| Photo-based referring expression data |
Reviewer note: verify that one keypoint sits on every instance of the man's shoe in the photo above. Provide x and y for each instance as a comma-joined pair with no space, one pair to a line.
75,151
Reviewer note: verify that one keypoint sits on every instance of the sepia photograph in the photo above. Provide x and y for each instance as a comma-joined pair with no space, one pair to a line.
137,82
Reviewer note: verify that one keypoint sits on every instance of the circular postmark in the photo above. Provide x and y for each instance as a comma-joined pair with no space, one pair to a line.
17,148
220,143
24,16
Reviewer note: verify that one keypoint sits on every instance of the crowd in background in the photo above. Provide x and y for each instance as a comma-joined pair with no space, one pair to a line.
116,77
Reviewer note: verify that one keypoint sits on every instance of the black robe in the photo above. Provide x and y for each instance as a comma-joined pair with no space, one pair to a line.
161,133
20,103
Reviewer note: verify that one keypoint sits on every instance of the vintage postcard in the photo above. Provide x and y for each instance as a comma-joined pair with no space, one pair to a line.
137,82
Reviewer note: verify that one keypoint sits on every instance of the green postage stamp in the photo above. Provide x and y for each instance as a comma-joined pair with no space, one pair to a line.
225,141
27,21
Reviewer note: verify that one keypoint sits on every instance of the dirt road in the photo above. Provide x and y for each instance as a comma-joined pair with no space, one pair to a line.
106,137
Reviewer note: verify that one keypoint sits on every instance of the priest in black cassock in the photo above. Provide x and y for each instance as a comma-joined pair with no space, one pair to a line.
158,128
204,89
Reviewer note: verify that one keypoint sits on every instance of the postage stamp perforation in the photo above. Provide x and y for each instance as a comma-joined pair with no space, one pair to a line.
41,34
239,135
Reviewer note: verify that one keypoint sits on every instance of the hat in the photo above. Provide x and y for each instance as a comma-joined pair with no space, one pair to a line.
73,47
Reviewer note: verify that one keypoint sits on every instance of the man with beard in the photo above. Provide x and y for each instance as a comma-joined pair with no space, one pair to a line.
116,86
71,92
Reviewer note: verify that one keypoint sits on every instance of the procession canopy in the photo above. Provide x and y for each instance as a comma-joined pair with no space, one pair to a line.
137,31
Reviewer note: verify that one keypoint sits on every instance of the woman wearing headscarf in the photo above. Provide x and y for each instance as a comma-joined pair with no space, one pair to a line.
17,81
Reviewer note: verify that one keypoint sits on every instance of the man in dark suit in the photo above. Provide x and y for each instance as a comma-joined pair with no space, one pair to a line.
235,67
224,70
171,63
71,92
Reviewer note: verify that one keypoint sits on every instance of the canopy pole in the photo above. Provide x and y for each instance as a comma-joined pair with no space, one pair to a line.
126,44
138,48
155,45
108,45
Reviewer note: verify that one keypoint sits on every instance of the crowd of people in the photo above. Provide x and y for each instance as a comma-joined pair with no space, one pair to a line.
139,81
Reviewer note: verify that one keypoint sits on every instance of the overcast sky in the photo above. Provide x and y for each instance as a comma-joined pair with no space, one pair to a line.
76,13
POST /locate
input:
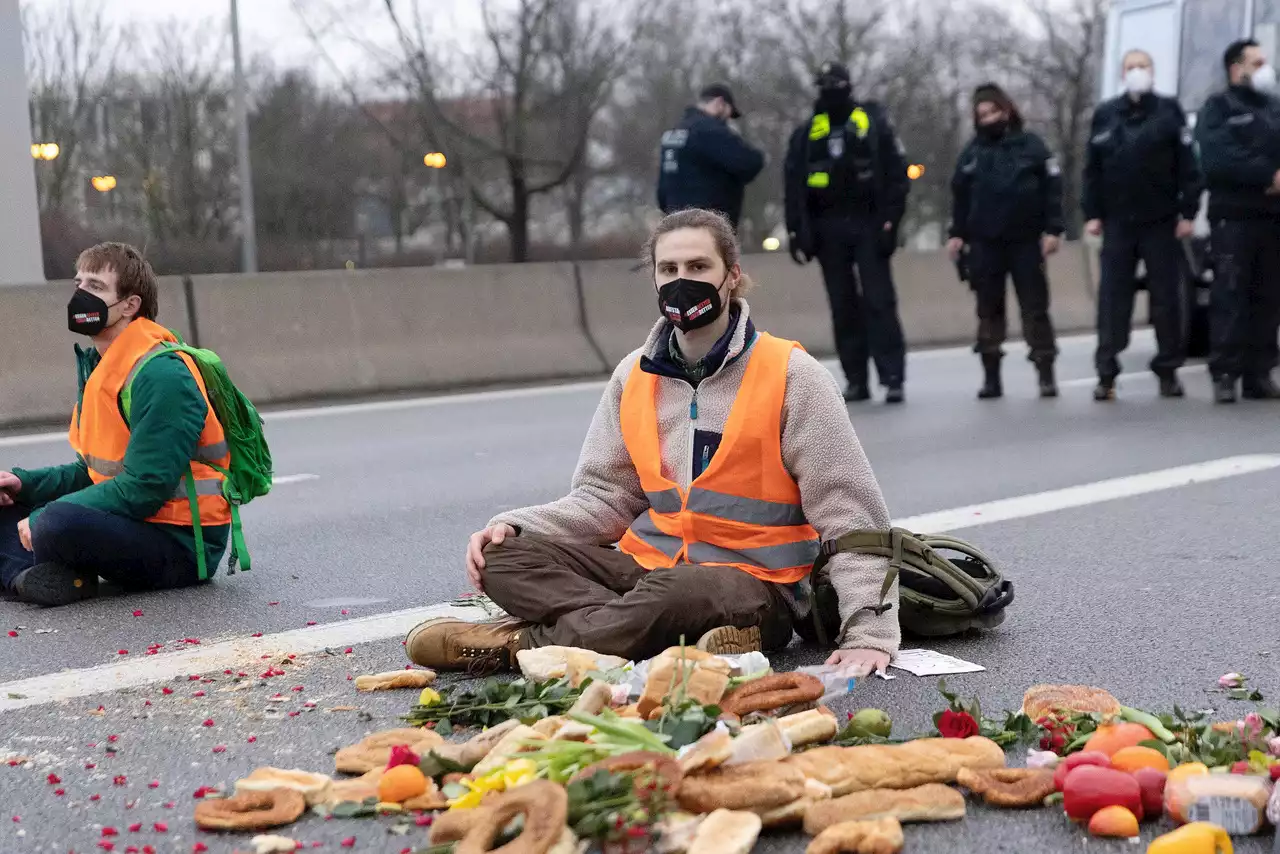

| TASK BRIEF |
Write out the lines from the line with "of the overcast" through the end of the records exactly; do not include pictures or any other lines.

| EXERCISE SOLUTION |
Reviewer note: verify that one keypoint sits on every instance of the overcast sky in the photo above. Provide x and y for each instance as a comma-joined pair with no space, one pair to a line.
76,13
POST /locate
input:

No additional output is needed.